[[ DATASET RECORDS open ]]

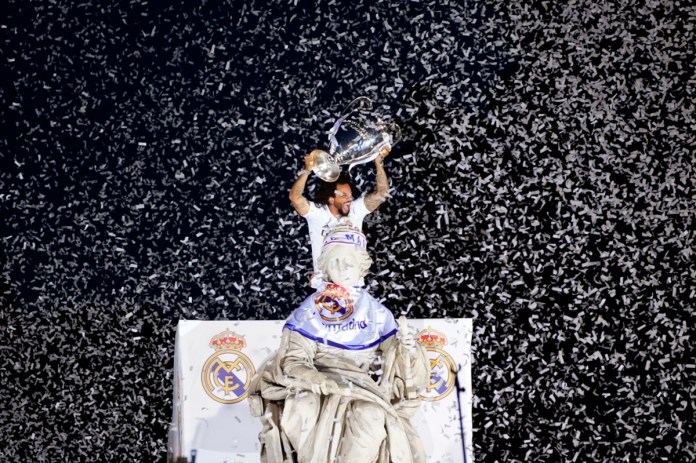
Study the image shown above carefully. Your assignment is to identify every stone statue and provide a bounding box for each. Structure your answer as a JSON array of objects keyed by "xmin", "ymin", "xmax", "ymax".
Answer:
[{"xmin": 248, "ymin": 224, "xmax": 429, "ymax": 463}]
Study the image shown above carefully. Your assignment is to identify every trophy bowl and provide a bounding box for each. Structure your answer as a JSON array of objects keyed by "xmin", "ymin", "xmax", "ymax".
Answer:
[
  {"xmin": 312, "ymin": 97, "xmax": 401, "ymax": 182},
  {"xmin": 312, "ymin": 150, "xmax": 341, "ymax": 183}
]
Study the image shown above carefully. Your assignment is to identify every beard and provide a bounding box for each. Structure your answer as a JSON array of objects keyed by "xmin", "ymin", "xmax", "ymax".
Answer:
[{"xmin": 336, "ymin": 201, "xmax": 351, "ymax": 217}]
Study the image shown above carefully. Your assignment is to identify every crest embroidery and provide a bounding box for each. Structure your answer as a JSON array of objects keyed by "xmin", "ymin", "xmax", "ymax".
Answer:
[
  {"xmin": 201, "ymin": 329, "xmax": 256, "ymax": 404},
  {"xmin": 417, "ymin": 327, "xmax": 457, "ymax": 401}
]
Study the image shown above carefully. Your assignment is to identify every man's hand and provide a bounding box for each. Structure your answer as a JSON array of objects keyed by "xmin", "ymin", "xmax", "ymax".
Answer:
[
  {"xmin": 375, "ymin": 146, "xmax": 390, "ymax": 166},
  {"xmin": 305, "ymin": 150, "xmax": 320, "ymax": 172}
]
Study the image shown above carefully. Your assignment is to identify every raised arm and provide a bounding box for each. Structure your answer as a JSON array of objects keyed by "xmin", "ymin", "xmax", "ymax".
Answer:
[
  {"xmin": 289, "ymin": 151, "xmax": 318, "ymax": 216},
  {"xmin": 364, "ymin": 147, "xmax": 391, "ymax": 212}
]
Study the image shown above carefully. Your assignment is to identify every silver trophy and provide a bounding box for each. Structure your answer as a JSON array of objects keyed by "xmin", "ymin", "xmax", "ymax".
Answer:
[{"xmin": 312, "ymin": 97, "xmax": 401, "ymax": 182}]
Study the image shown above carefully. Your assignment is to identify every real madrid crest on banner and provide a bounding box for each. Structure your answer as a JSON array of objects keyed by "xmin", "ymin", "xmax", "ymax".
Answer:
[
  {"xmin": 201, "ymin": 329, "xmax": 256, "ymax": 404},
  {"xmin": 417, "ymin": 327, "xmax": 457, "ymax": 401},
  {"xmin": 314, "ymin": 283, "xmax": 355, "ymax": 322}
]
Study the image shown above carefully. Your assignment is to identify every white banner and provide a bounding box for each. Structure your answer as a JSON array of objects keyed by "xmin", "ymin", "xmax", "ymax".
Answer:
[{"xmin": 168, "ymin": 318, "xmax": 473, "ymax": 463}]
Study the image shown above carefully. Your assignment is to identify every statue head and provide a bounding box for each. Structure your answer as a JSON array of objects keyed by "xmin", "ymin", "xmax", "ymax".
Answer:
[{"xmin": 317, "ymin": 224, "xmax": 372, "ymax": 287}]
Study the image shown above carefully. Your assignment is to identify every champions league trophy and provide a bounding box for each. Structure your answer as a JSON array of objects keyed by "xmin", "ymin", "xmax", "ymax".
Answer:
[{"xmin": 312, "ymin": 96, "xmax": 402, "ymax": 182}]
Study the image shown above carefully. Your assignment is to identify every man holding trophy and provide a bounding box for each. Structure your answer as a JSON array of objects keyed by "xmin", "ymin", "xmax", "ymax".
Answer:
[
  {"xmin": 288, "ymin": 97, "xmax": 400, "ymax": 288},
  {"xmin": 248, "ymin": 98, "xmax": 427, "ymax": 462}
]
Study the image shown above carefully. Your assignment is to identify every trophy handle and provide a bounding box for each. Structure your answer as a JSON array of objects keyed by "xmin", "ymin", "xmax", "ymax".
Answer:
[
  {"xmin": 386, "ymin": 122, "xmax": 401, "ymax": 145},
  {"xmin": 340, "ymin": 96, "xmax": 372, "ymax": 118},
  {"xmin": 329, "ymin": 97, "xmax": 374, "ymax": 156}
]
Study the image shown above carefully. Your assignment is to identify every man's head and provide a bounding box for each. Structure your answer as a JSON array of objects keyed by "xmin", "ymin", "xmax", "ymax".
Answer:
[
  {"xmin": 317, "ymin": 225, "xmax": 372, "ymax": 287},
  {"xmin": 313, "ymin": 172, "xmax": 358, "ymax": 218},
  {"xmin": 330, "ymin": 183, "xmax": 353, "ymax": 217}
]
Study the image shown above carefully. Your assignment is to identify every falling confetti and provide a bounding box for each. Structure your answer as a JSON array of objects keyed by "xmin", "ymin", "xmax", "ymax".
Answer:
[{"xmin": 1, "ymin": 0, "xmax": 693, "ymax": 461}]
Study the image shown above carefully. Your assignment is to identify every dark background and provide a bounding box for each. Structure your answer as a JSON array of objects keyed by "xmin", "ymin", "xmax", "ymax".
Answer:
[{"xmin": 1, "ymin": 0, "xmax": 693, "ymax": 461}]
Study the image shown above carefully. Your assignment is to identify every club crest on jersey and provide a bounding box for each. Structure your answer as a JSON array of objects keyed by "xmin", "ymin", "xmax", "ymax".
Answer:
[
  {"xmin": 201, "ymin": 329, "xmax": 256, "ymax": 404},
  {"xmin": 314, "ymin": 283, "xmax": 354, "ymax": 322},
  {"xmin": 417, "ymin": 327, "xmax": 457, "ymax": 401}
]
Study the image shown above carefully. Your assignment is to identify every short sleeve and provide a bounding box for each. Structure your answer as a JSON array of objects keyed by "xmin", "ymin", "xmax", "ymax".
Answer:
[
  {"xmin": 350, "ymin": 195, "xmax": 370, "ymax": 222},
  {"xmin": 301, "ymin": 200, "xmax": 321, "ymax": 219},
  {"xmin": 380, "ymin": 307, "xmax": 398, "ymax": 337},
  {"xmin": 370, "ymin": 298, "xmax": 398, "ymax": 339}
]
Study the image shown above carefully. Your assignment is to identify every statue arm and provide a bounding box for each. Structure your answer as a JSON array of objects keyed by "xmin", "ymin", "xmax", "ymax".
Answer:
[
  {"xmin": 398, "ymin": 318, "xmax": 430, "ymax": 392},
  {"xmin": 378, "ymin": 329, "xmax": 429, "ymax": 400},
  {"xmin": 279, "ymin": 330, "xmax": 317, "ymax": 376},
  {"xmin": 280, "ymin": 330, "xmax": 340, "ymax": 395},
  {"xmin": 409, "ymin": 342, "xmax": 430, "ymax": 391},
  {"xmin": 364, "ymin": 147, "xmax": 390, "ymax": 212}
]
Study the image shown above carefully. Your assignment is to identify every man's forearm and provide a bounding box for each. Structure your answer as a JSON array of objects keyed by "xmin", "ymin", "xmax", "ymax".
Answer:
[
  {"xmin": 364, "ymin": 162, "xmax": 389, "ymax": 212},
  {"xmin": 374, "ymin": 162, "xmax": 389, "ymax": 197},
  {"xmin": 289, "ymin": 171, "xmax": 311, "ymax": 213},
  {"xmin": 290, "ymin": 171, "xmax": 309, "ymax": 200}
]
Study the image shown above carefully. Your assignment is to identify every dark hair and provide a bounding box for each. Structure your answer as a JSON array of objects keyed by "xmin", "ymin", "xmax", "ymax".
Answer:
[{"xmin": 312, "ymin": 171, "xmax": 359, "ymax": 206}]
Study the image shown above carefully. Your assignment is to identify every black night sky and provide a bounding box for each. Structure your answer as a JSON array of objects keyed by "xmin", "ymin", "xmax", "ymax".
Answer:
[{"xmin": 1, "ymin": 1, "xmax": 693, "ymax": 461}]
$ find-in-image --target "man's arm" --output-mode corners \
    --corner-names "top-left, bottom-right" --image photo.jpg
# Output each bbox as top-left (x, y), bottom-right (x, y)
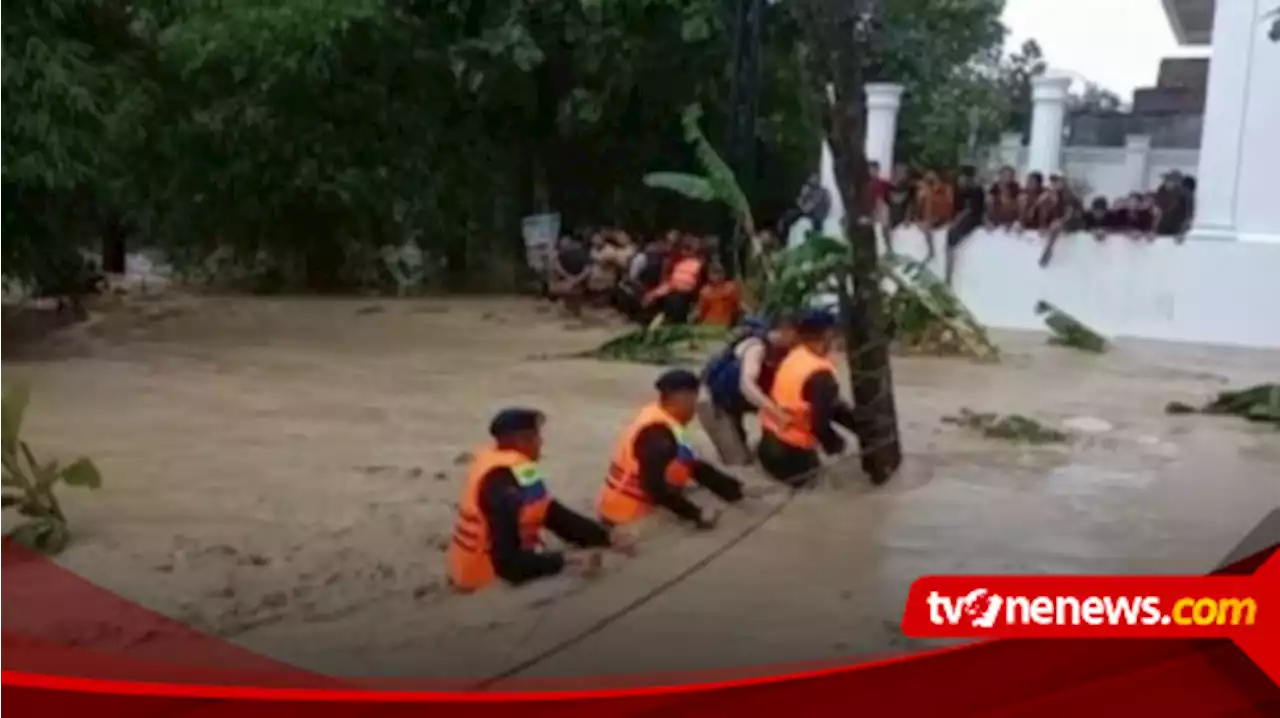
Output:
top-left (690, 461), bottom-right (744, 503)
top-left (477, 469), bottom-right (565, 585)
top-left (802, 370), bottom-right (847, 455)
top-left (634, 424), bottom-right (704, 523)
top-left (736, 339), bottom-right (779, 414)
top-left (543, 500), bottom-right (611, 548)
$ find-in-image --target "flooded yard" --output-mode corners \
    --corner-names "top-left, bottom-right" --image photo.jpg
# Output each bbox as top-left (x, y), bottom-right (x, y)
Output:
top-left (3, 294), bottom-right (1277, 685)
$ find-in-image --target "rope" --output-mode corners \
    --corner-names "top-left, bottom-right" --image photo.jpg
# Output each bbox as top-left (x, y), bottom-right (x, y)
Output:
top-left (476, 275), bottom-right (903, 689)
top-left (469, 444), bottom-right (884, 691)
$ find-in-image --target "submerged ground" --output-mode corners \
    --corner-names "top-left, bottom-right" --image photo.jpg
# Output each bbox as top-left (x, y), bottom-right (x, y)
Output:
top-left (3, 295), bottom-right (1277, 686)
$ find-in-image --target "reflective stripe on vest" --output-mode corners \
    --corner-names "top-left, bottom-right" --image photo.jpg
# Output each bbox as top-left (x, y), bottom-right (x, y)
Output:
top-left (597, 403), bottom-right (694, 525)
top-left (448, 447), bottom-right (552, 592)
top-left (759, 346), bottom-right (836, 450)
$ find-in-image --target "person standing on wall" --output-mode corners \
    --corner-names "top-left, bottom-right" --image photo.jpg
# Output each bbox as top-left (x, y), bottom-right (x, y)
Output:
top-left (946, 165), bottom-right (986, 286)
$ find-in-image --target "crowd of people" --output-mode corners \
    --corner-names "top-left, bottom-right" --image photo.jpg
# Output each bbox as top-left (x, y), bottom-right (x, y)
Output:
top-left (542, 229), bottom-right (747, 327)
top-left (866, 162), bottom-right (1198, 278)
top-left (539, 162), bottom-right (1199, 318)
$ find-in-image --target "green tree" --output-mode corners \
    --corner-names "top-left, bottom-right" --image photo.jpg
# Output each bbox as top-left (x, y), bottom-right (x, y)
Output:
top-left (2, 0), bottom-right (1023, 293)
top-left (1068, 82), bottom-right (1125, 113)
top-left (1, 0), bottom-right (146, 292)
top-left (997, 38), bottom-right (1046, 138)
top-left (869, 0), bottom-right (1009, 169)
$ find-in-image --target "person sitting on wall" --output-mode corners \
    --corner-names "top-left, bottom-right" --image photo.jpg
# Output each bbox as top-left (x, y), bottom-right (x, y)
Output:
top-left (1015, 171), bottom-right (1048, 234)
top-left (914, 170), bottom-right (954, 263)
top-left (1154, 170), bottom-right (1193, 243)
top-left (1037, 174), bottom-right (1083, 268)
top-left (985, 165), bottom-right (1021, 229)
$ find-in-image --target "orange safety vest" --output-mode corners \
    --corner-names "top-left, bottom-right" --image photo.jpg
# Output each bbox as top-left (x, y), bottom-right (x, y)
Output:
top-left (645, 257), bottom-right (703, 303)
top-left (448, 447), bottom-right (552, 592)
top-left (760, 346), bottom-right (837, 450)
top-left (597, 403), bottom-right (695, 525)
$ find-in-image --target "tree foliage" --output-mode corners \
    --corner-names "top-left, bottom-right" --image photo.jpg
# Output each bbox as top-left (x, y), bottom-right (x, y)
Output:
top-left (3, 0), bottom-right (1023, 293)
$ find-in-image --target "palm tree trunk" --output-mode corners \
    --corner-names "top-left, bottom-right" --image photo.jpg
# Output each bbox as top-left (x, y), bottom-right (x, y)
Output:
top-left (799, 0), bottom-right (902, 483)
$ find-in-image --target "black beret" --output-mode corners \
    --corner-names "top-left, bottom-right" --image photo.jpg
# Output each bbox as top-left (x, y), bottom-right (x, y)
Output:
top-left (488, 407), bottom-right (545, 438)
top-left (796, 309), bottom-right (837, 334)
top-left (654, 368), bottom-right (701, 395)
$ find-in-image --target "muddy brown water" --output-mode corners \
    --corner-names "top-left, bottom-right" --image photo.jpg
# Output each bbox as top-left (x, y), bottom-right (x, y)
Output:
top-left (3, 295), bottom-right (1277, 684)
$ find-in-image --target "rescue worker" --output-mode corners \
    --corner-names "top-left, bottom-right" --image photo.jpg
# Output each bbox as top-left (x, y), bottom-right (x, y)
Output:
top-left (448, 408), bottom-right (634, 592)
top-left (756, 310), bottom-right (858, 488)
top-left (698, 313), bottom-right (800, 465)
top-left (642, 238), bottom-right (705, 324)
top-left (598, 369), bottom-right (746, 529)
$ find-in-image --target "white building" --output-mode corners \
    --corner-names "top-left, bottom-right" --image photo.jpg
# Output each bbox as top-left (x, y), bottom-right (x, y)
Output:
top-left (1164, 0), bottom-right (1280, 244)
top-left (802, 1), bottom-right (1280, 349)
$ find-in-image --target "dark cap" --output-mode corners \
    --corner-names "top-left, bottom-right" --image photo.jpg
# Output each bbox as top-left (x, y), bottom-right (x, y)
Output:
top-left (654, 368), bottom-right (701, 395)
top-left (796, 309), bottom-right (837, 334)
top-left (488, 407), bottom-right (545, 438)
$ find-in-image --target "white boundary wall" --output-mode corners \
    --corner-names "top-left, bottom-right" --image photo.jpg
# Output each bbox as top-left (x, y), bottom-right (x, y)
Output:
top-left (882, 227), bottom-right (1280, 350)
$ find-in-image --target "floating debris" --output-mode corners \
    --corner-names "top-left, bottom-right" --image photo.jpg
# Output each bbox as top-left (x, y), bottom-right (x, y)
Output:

[[ DATASET RECORDS closed ]]

(TASK DETAILS):
Bring together all lines from the listing that contain the word "statue".

(ANSWER BOX):
Study the image shown above carefully. Your assignment is to identify every stone statue and provide a bounding box for each. Structure your answer as a JSON array of objects keyed by "xmin", "ymin", "xmax", "ymax".
Study the image shown above carefully. Your assignment is to identify every statue head and provide a bounding box for each. Structure your answer as a JSON array of objects keyed by "xmin", "ymin", "xmax", "ymax".
Study the image shown above carefully. Your assignment is to identify every statue arm and provide a bounding box for each. Structure your answer as a JSON array of objects keyed by "xmin", "ymin", "xmax", "ymax".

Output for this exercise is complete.